## RECORD EXTRACTS
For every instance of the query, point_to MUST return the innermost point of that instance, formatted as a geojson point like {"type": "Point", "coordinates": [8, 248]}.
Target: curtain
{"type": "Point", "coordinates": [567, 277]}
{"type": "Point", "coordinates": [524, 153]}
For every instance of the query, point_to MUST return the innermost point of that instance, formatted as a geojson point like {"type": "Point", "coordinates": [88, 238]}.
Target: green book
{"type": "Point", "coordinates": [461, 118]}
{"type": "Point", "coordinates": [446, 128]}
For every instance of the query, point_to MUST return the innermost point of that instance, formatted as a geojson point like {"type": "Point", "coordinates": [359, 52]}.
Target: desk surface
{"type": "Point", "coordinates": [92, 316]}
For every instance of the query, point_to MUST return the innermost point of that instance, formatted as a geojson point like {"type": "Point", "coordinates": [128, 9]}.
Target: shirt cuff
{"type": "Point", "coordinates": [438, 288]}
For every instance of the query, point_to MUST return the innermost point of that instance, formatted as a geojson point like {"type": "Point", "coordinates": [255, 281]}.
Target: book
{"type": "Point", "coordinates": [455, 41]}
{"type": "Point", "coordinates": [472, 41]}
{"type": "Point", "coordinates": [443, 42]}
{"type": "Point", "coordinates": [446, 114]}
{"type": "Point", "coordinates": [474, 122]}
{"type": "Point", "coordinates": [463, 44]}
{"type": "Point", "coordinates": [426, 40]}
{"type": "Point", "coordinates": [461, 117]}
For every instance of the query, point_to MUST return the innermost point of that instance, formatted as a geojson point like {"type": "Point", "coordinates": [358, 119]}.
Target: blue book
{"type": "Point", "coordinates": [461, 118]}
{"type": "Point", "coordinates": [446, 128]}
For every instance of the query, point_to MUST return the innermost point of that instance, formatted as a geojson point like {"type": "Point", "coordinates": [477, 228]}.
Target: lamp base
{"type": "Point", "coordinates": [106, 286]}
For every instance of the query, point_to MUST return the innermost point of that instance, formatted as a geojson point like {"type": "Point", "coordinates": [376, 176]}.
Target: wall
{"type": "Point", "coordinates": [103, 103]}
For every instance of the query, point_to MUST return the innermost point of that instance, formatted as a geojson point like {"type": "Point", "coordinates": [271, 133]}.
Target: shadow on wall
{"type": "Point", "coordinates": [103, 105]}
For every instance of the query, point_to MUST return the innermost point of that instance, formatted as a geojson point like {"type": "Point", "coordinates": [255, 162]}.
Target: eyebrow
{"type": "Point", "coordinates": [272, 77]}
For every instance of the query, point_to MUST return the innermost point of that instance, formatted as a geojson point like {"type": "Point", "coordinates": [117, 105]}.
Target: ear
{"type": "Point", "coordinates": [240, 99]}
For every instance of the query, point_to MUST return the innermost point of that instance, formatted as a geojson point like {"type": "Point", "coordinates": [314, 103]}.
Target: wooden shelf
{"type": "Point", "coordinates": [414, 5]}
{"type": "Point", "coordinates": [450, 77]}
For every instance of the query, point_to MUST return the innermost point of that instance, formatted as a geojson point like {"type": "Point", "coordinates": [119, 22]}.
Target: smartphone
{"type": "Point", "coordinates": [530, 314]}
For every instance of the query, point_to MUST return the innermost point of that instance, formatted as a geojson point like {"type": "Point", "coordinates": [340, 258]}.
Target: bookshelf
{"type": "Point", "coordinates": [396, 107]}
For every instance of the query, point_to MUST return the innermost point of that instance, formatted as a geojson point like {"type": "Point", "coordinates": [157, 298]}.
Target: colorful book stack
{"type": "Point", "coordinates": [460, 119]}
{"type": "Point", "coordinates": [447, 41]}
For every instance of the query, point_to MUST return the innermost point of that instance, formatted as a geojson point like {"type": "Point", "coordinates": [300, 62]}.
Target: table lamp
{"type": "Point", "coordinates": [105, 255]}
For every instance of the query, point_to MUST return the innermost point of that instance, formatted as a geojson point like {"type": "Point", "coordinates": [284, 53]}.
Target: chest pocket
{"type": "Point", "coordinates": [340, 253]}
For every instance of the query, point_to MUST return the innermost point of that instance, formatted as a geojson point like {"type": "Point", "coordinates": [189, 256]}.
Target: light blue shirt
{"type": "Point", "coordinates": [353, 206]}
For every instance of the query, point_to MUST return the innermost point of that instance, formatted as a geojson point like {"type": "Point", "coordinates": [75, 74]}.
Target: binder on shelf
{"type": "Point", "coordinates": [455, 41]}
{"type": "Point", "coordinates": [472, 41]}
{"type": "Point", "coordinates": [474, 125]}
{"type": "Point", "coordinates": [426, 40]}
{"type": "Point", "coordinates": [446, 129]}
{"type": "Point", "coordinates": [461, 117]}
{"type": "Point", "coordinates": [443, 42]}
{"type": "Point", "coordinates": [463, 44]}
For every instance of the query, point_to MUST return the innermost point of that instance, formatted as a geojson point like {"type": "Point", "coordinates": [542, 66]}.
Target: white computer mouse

## ASSIGNMENT
Your job is to reproduce the data in full, with every line intact.

## EXERCISE ANSWER
For every instance of the query, point_to MUST return the innermost point of that instance, formatted as a geojson point like {"type": "Point", "coordinates": [8, 248]}.
Target: curtain
{"type": "Point", "coordinates": [567, 277]}
{"type": "Point", "coordinates": [524, 153]}
For every instance of the query, point_to MUST return the innermost point of that instance, formatted as a geojson point like {"type": "Point", "coordinates": [88, 238]}.
Target: green book
{"type": "Point", "coordinates": [461, 118]}
{"type": "Point", "coordinates": [446, 128]}
For every instance of the query, point_to MUST return the innermost point of that instance, formatted as a geojson point like {"type": "Point", "coordinates": [359, 52]}.
Target: desk surface
{"type": "Point", "coordinates": [92, 316]}
For every instance of the query, point_to MUST return the innermost point of that instance, formatted as a geojson point like {"type": "Point", "coordinates": [128, 9]}.
Target: shirt cuff
{"type": "Point", "coordinates": [438, 288]}
For every instance of the query, point_to MUST return the innermost point of that instance, formatted as a geojson point like {"type": "Point", "coordinates": [255, 281]}.
Target: book
{"type": "Point", "coordinates": [455, 41]}
{"type": "Point", "coordinates": [472, 41]}
{"type": "Point", "coordinates": [443, 42]}
{"type": "Point", "coordinates": [446, 114]}
{"type": "Point", "coordinates": [474, 122]}
{"type": "Point", "coordinates": [463, 44]}
{"type": "Point", "coordinates": [426, 40]}
{"type": "Point", "coordinates": [461, 117]}
For every instance of the query, point_to MUST return the innermost point of that instance, formatted as a geojson point like {"type": "Point", "coordinates": [358, 119]}.
Target: blue book
{"type": "Point", "coordinates": [461, 118]}
{"type": "Point", "coordinates": [446, 128]}
For every instance of the query, point_to MUST return the innermost point of that instance, formatted as a geojson point like {"type": "Point", "coordinates": [477, 228]}.
Target: lamp base
{"type": "Point", "coordinates": [106, 286]}
For every instance of the query, point_to MUST return the innermost point of that instance, formatted as a geojson point like {"type": "Point", "coordinates": [376, 176]}.
Target: wall
{"type": "Point", "coordinates": [103, 103]}
For every instance of the query, point_to MUST return the innermost point of that instance, formatted as a geojson point like {"type": "Point", "coordinates": [271, 133]}.
Target: shadow on wall
{"type": "Point", "coordinates": [103, 105]}
For every instance of the query, point_to MUST return the innermost point of that instance, formatted as a geojson point like {"type": "Point", "coordinates": [255, 162]}.
Target: eyebrow
{"type": "Point", "coordinates": [272, 77]}
For every instance of the query, point_to MUST return the innermost point of that instance, formatted as a geojson point like {"type": "Point", "coordinates": [117, 105]}.
Target: ear
{"type": "Point", "coordinates": [240, 99]}
For every instance of the query, point_to MUST return the innermost point of that instance, formatted as a geojson point like {"type": "Point", "coordinates": [314, 103]}.
Target: wooden shelf
{"type": "Point", "coordinates": [414, 5]}
{"type": "Point", "coordinates": [450, 77]}
For every instance of the query, point_to MUST return the innermost point of that instance, formatted as a geojson point like {"type": "Point", "coordinates": [119, 22]}.
Target: smartphone
{"type": "Point", "coordinates": [530, 314]}
For every instance of the query, point_to MUST return the innermost point of that instance, formatted as a geojson point like {"type": "Point", "coordinates": [340, 258]}.
Target: bookshelf
{"type": "Point", "coordinates": [396, 107]}
For every instance of the query, point_to MUST return the innermost point of that instance, formatted as a geojson point like {"type": "Point", "coordinates": [157, 298]}.
Target: colorful book stack
{"type": "Point", "coordinates": [460, 119]}
{"type": "Point", "coordinates": [447, 41]}
For every instance of the query, point_to MUST return the innermost point of that instance, formatted as a geojson point like {"type": "Point", "coordinates": [300, 62]}.
Target: table lamp
{"type": "Point", "coordinates": [105, 255]}
For every instance of the query, point_to MUST return the innermost point of that instance, formatted as a geojson point like {"type": "Point", "coordinates": [284, 53]}.
Target: chest pocket
{"type": "Point", "coordinates": [340, 253]}
For every instance of the query, point_to MUST return the innermost point of that instance, formatted as a geojson point like {"type": "Point", "coordinates": [189, 256]}.
Target: light blue shirt
{"type": "Point", "coordinates": [353, 206]}
For every instance of the query, point_to MUST return the innermost point of that instance, formatted as a geojson point like {"type": "Point", "coordinates": [75, 74]}.
Target: binder on shelf
{"type": "Point", "coordinates": [455, 41]}
{"type": "Point", "coordinates": [472, 41]}
{"type": "Point", "coordinates": [474, 125]}
{"type": "Point", "coordinates": [426, 40]}
{"type": "Point", "coordinates": [446, 129]}
{"type": "Point", "coordinates": [461, 117]}
{"type": "Point", "coordinates": [443, 42]}
{"type": "Point", "coordinates": [463, 44]}
For every instance of the query, point_to MUST return the innermost point of that instance, formatted as a geojson point like {"type": "Point", "coordinates": [542, 66]}.
Target: white computer mouse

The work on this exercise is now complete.